■ **EXTRACT PROVIDED**
****************************************

In 2002, natural gas production increased in Russia, Georgia, Uzbekistan, Poland, and Kazakhstan and fell in most of the other EE/FSU countries. The main exporters of gas were Russia, Kazakhstan, Turkmenistan, and Uzbekistan. Belarus, the Czech Republic, Slovakia, and Hungary were among the region’s largest importers in 2002. Kazakhstan, a net importer, also exported about 70 billion cubic feet of gas to other countries in the region. Overall gas production in the EE/FSU has been increasing over the past few years, but consumption still remains well below the levels of the early 1990s.

Figure 48. Russian Natural Gas Exports by Destination, 2002.  Need help, call the National Energy Information Center at 202-586-8800.
Figure Data

Russia is a preeminent force in global natural gas trade. In 2002, it exported 4.5 trillion cubic feet of gas to other European countries (Figure 48) and to Turkey, accounting for 29 percent of global pipeline trade [19]. The only other significant regional participant in the pipeline trade was Turkmenistan, with a 1.1-percent market share consisting of deliveries to Iran. Russia’s total exports were flat from 2001 to 2002, with slightly lower exports to Western Europe and slightly higher exports to Eastern Europe. In 2002, Western Europe received 64 percent of Russia’s exports.

Russia is exploring options to export natural gas to China and South Korea. Gazprom, Rusiya Petroleum, South Korea’s state-owned Korea Gas Corporation (KOGAS), and the Chinese National Petroleum Company (CNPC) have started negotiations on the construction of a pipeline that would connect Russia’s Kovykta field to South Korea and provinces in Northeast China. The pipeline, with a capacity of 706 billion cubic feet per year, would deliver about two-thirds of its gas annually to China and the remainder to South Korea. It is expected to come on line as early as 2008.

Europe is Russia’s primary export market, but Turkey has long been seen as a potential outlet for Russian gas. Currently Russia’s fastest growing export market, Turkey jumped ahead of France to become Russia’s third largest foreign customer in 2002. Exports to Turkey are expected to continue to grow with the opening of the Blue Stream pipeline in October 2002. Shortly after it began commercial shipments, however, Turkey ceased accepting Russian gas through the Blue Stream, claiming that the price was too high and that by the terms of its contract it could cease acceptance for 6 months without penalty. A new price agreement was reached several months later, and Russia expects to send record supplies to Turkey in 2004, in part because a recent boiler explosion at Algeria’s Skidka facility is expected to have a severe impact on exports to Turkey in the near term.

****************************************

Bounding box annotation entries
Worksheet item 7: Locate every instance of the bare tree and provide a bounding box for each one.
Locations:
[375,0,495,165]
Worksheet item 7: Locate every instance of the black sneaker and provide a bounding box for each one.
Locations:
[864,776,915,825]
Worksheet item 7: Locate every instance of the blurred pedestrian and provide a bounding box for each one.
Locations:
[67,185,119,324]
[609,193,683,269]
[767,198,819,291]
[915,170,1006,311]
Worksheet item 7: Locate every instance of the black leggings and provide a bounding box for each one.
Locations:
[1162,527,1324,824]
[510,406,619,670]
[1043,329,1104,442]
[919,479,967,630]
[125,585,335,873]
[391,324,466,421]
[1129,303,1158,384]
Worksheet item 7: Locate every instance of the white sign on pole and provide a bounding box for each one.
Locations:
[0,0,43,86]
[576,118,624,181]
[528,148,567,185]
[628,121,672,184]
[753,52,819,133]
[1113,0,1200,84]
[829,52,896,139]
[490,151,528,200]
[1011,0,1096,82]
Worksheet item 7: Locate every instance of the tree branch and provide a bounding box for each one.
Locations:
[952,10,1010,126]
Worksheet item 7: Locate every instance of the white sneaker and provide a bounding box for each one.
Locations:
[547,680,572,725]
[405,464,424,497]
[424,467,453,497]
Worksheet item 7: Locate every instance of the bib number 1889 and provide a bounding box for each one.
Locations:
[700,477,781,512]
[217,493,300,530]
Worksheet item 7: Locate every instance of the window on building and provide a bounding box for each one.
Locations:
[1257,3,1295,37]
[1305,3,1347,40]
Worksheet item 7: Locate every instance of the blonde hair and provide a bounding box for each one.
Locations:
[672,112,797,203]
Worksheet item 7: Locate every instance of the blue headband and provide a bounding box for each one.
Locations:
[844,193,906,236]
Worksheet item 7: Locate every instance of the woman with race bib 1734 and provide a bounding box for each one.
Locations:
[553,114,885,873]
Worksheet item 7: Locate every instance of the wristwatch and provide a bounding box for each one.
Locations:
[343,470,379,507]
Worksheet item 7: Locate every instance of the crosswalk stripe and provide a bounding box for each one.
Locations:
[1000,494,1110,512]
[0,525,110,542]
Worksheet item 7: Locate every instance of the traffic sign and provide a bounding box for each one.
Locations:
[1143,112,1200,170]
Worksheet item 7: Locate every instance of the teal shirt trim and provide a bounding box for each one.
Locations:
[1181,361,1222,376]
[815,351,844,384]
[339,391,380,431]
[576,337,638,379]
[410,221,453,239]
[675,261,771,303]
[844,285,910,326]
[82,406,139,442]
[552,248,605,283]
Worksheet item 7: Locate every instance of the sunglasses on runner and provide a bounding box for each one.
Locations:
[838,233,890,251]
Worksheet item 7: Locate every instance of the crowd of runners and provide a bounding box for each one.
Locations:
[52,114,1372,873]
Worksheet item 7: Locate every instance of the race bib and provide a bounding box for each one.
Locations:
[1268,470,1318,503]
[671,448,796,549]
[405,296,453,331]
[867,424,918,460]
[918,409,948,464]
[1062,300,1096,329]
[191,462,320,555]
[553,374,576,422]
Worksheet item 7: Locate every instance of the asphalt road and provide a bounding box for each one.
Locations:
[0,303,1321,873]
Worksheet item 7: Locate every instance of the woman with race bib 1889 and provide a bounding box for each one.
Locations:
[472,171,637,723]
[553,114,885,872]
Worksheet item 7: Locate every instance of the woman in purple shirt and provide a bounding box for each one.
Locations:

****************************************

■ **AIM A**
Name every company that the natural gas trade passage says has started negotiations on the pipeline from Russia's Kovykta field.
■ **AIM B**
Carry on the passage about Russian natural gas exports, picking up right after its final sentence.

■ **ANSWER A**
Gazprom
Rusiya Petroleum
Korea Gas Corporation (KOGAS)
Chinese National Petroleum Company (CNPC)

■ **ANSWER B**
Russia is anticipating that Turkey will become a future transit route to Europe, bypassing Ukraine, Romania, and Bulgaria. All Russian supplies entering Turkey transited those three countries before the Blue Stream was opened, and Russia has long sought alternate routes. The Blue Stream is just one of Russia’s attempts to bypass Ukraine; the recently completed second line of the Yamal-Europe pipeline transports gas from Russia’s Yamal Peninsula to Germany via Belarus and Poland. The first Yamal-Europe line transits Belarus and Ukraine.

Relations between Russia and Ukraine regarding the transport of Russian gas have been under strain. Tensions arose from Ukraine’s failure to keep current in its payments for gas imported from Russia and from Russia’s accusation that Ukraine was siphoning gas during transit. Relations between the two countries are improving, however. On August 29, 2003, Russia and Ukraine entered into an agreement under which Russia will ship 4.5 trillion cubic feet to and through Ukraine in 2004, 3.9 trillion cubic feet of which will be destined for export to various European countries. Part of the transit fee will be paid in kind and the rest in cash. As part of the same agreement, Gazprom guaranteed the transport of 1.3 trillion cubic feet of gas, primarily from Turkmenistan, through Russia to Ukraine. Additional stipulations will allow Ukraine to export limited amounts of its own gas under Gazprom’s export contracts and to re-export limited amounts of the gas it buys from Gazprom.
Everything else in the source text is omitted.